Input:
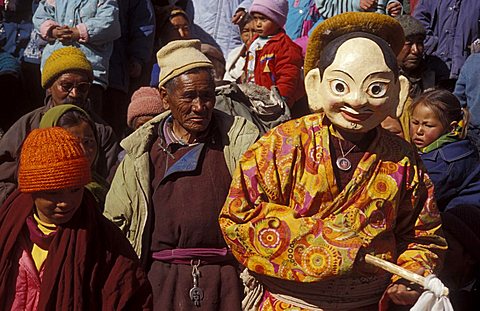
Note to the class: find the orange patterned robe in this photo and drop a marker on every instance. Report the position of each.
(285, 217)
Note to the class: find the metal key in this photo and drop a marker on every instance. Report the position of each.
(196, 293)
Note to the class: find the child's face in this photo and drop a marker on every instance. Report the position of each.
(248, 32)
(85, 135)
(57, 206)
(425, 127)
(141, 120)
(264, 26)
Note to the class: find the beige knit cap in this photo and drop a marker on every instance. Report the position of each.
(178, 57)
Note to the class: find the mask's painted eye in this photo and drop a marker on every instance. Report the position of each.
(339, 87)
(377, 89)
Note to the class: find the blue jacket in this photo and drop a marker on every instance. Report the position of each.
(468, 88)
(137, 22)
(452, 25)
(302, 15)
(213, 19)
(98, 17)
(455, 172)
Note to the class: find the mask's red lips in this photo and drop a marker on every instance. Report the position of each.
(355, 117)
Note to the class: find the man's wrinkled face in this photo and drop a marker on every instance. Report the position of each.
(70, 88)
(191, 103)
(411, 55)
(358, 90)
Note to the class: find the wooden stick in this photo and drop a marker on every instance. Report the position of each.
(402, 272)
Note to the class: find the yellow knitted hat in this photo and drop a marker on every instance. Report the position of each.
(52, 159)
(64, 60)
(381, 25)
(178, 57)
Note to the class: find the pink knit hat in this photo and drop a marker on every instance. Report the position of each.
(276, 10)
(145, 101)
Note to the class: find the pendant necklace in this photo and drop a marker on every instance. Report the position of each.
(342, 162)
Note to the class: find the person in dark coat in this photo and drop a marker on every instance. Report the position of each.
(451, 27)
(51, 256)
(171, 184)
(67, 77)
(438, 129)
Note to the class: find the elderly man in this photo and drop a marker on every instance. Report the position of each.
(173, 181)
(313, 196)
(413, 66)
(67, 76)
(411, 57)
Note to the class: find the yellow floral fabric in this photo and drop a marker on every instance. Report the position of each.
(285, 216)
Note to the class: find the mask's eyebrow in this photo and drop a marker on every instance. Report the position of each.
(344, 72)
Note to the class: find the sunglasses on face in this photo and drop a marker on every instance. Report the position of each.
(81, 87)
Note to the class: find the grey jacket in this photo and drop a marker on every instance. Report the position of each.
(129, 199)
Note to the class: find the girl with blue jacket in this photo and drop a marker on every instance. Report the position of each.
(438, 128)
---
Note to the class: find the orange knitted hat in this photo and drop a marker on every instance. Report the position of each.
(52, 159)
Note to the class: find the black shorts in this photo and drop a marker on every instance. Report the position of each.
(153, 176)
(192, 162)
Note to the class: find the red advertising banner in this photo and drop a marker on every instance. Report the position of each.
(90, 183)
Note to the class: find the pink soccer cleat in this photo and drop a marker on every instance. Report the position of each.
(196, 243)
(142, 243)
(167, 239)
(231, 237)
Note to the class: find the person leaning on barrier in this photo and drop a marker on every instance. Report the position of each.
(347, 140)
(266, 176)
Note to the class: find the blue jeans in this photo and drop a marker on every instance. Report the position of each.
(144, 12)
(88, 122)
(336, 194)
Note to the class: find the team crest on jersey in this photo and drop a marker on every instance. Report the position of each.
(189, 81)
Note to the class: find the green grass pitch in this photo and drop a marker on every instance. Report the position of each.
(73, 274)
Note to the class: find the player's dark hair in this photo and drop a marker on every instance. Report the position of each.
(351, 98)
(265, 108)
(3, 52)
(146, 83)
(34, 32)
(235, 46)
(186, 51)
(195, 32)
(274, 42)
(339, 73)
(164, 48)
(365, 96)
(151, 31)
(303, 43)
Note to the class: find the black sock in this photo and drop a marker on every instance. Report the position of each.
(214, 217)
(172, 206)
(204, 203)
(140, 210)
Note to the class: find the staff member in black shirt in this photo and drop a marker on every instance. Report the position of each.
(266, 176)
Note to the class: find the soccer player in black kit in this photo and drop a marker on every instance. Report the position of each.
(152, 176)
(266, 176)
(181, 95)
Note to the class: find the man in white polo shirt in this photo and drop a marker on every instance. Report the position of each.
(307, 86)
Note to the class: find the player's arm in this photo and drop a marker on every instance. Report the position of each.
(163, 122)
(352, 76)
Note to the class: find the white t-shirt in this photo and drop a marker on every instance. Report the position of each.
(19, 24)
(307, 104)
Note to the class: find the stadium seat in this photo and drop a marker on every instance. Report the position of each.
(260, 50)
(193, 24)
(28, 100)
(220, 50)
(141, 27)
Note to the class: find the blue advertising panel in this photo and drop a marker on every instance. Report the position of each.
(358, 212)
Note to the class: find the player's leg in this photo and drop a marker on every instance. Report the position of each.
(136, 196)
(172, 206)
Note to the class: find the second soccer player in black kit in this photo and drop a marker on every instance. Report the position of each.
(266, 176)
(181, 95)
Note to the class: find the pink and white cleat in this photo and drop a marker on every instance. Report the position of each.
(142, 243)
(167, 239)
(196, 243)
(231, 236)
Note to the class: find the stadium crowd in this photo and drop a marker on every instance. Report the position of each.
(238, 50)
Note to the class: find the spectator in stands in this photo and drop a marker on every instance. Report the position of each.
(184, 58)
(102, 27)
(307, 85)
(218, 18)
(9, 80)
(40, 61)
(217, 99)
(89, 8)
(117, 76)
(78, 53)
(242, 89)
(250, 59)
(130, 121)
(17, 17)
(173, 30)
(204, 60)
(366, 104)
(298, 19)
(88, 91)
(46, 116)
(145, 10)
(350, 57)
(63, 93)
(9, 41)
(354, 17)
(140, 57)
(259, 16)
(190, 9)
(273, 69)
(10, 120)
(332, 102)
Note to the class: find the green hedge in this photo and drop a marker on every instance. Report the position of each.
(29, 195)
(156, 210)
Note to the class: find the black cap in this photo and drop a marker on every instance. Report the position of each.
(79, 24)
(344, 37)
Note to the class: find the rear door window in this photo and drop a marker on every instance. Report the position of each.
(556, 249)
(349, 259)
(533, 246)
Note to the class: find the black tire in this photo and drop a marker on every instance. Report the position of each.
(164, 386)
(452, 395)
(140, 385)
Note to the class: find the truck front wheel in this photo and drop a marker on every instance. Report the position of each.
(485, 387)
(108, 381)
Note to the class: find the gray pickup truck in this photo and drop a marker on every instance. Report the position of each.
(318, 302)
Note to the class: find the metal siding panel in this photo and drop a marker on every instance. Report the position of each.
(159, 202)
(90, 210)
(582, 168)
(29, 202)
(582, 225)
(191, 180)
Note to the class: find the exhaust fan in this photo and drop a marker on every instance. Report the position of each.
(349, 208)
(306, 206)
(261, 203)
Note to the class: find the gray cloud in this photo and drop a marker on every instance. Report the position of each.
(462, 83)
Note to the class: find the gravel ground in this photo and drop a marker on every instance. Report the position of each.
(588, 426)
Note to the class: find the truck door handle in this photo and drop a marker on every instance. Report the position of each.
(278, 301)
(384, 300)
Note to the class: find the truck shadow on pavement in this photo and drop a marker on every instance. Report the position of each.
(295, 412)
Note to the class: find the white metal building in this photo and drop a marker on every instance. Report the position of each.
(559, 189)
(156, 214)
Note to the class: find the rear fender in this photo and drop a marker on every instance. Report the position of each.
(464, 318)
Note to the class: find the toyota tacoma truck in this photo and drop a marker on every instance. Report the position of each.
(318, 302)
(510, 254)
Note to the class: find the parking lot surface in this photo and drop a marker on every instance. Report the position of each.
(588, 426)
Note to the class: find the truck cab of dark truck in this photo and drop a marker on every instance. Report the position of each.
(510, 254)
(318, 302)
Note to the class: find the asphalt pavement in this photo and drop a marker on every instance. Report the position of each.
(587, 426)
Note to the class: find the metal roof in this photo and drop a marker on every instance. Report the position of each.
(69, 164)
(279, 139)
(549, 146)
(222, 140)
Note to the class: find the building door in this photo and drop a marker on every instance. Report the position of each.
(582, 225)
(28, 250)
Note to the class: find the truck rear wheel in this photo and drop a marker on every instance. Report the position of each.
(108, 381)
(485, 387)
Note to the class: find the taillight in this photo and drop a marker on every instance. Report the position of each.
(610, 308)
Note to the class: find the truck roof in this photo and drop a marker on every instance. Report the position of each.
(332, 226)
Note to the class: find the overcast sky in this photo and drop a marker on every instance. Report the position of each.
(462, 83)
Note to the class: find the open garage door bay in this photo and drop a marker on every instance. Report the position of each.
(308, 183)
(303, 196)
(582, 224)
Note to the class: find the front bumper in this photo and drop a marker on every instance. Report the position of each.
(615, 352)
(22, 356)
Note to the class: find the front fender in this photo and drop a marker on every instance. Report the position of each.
...
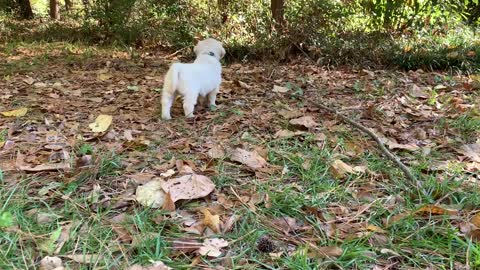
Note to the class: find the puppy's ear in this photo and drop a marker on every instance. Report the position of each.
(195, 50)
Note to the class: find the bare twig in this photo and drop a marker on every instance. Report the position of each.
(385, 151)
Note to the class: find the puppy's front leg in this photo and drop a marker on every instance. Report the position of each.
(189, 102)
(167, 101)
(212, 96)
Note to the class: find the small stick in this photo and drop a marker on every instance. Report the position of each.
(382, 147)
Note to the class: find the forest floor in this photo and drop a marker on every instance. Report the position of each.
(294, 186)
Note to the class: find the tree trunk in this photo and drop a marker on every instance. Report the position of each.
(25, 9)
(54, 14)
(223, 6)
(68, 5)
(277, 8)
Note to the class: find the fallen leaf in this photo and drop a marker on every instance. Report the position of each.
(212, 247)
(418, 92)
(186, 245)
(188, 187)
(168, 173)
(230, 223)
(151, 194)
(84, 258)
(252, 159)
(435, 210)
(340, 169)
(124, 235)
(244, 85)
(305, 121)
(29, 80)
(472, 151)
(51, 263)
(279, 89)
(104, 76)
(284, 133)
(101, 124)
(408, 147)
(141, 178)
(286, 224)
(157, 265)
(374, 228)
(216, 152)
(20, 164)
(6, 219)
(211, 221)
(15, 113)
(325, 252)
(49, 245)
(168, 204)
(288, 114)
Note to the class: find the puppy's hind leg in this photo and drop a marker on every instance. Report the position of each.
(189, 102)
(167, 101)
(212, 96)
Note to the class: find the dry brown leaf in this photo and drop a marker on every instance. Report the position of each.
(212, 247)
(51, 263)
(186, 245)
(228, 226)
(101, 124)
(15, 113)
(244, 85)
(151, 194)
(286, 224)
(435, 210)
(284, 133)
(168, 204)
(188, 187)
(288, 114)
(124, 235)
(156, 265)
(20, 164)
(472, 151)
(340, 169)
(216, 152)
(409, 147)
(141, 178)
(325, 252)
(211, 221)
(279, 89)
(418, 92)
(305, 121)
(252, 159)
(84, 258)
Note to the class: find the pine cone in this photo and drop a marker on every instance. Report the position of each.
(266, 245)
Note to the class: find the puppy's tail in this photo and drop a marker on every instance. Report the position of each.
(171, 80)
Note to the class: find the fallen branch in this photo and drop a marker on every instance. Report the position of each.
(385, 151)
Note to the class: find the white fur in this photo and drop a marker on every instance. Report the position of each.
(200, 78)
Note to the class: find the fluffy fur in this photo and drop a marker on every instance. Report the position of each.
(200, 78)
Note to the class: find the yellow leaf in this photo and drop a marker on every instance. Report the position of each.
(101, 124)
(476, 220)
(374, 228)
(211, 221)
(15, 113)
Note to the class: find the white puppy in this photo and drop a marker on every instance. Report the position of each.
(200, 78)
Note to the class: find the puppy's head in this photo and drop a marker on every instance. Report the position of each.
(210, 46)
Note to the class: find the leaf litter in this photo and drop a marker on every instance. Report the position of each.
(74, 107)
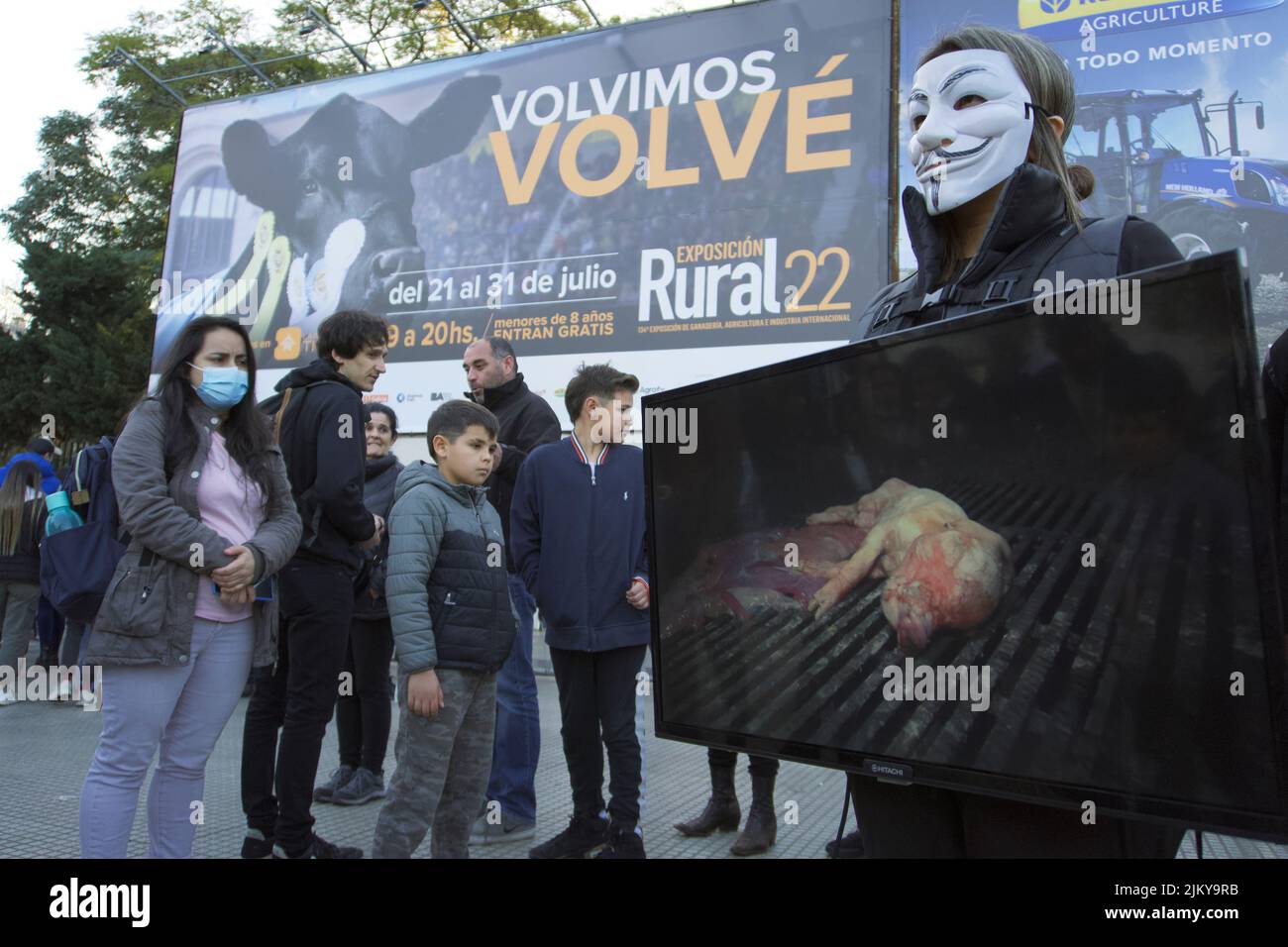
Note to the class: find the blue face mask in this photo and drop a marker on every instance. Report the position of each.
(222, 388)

Task prompt: Count how many lines in the records above contain the string "black", treating uppercase and lowercase as distinct. Reply with the number alone.

Reply: 7